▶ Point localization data
Content starts
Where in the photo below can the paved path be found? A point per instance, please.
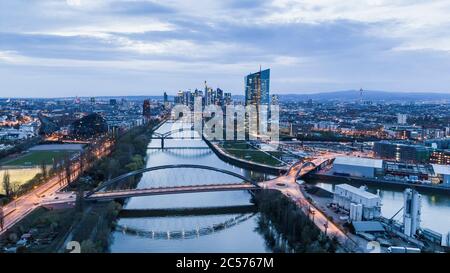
(25, 204)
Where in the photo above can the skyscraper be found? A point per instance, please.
(257, 93)
(146, 109)
(257, 88)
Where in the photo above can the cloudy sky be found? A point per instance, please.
(52, 48)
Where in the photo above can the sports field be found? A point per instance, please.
(18, 176)
(35, 158)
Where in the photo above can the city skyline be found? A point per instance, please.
(82, 48)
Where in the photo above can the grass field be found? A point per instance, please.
(35, 158)
(244, 151)
(18, 176)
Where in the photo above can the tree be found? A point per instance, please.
(7, 187)
(67, 169)
(43, 169)
(2, 216)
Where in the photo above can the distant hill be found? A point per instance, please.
(354, 95)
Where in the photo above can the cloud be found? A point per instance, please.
(310, 45)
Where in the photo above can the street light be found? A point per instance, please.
(326, 226)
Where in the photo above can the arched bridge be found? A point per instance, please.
(100, 194)
(169, 134)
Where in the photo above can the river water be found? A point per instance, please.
(192, 233)
(162, 234)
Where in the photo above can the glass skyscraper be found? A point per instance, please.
(257, 88)
(257, 93)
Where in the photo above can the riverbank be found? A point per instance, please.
(244, 163)
(293, 231)
(93, 222)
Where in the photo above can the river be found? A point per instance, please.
(162, 234)
(192, 233)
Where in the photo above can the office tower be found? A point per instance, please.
(219, 97)
(411, 212)
(179, 99)
(146, 111)
(257, 88)
(275, 100)
(401, 118)
(257, 93)
(227, 98)
(207, 95)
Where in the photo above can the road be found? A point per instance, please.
(287, 185)
(22, 206)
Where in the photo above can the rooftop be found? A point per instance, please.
(441, 169)
(368, 226)
(57, 147)
(360, 192)
(359, 161)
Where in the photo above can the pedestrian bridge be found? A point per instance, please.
(108, 191)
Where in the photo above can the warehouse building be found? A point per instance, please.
(357, 166)
(361, 205)
(443, 173)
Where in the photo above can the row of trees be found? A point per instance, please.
(96, 223)
(286, 228)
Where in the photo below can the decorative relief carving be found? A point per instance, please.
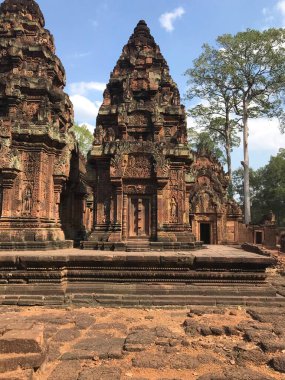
(138, 166)
(27, 201)
(173, 210)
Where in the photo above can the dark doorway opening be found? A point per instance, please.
(205, 233)
(258, 237)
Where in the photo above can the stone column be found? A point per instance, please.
(125, 216)
(59, 181)
(154, 217)
(118, 207)
(160, 203)
(8, 178)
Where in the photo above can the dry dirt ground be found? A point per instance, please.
(205, 343)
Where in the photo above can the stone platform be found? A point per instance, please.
(214, 275)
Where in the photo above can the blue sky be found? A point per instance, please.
(90, 34)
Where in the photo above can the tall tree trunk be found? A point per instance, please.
(228, 152)
(247, 215)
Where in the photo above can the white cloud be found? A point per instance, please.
(82, 88)
(85, 110)
(91, 127)
(264, 135)
(80, 55)
(167, 19)
(280, 6)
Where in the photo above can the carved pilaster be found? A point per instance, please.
(125, 217)
(8, 177)
(59, 181)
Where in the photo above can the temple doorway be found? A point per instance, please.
(205, 233)
(139, 217)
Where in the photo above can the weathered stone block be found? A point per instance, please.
(22, 341)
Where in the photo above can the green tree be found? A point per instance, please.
(258, 208)
(204, 141)
(267, 189)
(272, 189)
(253, 65)
(208, 81)
(84, 138)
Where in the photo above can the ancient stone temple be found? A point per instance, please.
(140, 163)
(35, 142)
(215, 219)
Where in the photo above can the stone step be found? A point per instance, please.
(137, 300)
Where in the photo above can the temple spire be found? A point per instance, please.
(28, 8)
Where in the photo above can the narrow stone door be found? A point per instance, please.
(139, 217)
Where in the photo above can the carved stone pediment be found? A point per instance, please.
(139, 166)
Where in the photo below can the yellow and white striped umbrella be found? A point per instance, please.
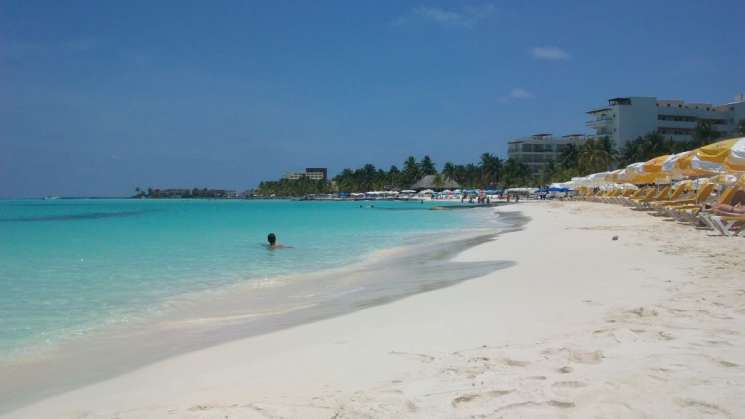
Content ends
▶ About this exercise
Repeat the records above exactly, leaving out any pictures they contain.

▶ Solution for this task
Where in the photo below can the paved path be found? A point per instance, please.
(25, 204)
Where in the photo above can the skyscraper be found? A point per instance, please.
(257, 93)
(146, 109)
(257, 88)
Where in the photo above can the cloudy sky be found? A point per instance, please.
(52, 48)
Where in the photo above can the sports field be found? A point per instance, please.
(18, 176)
(35, 158)
Where in the photo above can the city skyline be found? A point per instance, please.
(82, 48)
Where in the photo above can the grass field be found? A point per instance, please.
(35, 158)
(244, 151)
(18, 176)
Where in the photo above can the tree be found? A point per instance, please.
(7, 187)
(67, 169)
(43, 169)
(2, 216)
Where in the photo above can the distant hill be found? A point per instance, please.
(354, 95)
Where in the photo above can the cloud be found? A point per instance, please.
(310, 45)
Where in the photo above can the street light be found? A point per instance, please.
(326, 226)
Where in the photo above can the arched bridge be found? A point per instance, please.
(100, 194)
(169, 134)
Where in the photo above can the river water be found? A point per instance, please.
(192, 233)
(162, 234)
Where in the photo above can the glass skyscraper be found? A point per instance, please.
(257, 88)
(257, 93)
Where in the photo above can the riverbank be found? A point per instance, please.
(244, 163)
(293, 231)
(93, 222)
Where in the photo above can the river be found? A point per instance, please.
(162, 234)
(192, 233)
Where in the photo above can the office tower be found? A point per instance, please.
(219, 97)
(411, 212)
(179, 99)
(146, 111)
(257, 88)
(275, 100)
(401, 118)
(257, 93)
(227, 98)
(207, 95)
Where in the photo above can the road be found? A point per instance, please.
(287, 185)
(22, 206)
Where in the photo above can the rooftop be found? A point per instance, please.
(441, 169)
(368, 226)
(57, 147)
(360, 192)
(359, 161)
Where in the photo above can the pedestrian bridge be found? A point per instance, please.
(108, 191)
Where in the photo above can the warehouse building be found? A point per instance, please.
(357, 166)
(361, 205)
(443, 173)
Where in the photo above can the row of trees be found? A point per instance, please.
(96, 223)
(286, 228)
Where in the photo below can the decorative relief carving be found? A point per instance, please.
(138, 166)
(27, 201)
(173, 210)
Where in the photo above can the dark doorway opening be found? A point per instance, please.
(205, 233)
(258, 237)
Where in the photo above can the stone column be found? A point per instance, please.
(125, 216)
(59, 181)
(154, 217)
(118, 207)
(160, 203)
(8, 178)
Where in the photo above can the dry dirt ground be found? A point per instance, please.
(205, 343)
Where in the photo above can the stone platform be found? A point per instance, please.
(214, 275)
Where in the photo above can the blue sky be found? A point per instance, please.
(90, 34)
Where in the photo above can the tall tree trunk be found? A point per instance, please.
(228, 152)
(247, 215)
Where in the photo above can the white cloud be found? A point per instance, please.
(82, 88)
(85, 110)
(91, 127)
(264, 135)
(80, 55)
(167, 19)
(280, 6)
Where in the photo above can the carved pilaster be found? A point per instance, please.
(125, 217)
(8, 177)
(59, 181)
Where in the photo above can the temple doorway be found? A point per instance, please.
(205, 233)
(139, 217)
Where in the photo above can the weathered stone block be found? A point per instance, please.
(22, 341)
Where in the photo above can the green tree be found? A point per instance, please.
(258, 208)
(204, 141)
(267, 189)
(272, 189)
(253, 65)
(208, 81)
(84, 138)
Where in the photo above can the ancient stone temple be found? A point per instance, please.
(140, 163)
(35, 142)
(215, 219)
Where in the photo above can the stone step be found? A point per instance, please.
(137, 300)
Where in the photo above can the temple spire be found? A point per instance, please.
(28, 8)
Where in the photo above can the narrow stone door be found? A point per instance, please.
(139, 217)
Where in the photo above can the carved stone pediment be found? A point per instance, please.
(139, 166)
Where in the photo below can the yellow and white striped umbrella be found? A point per instance, please.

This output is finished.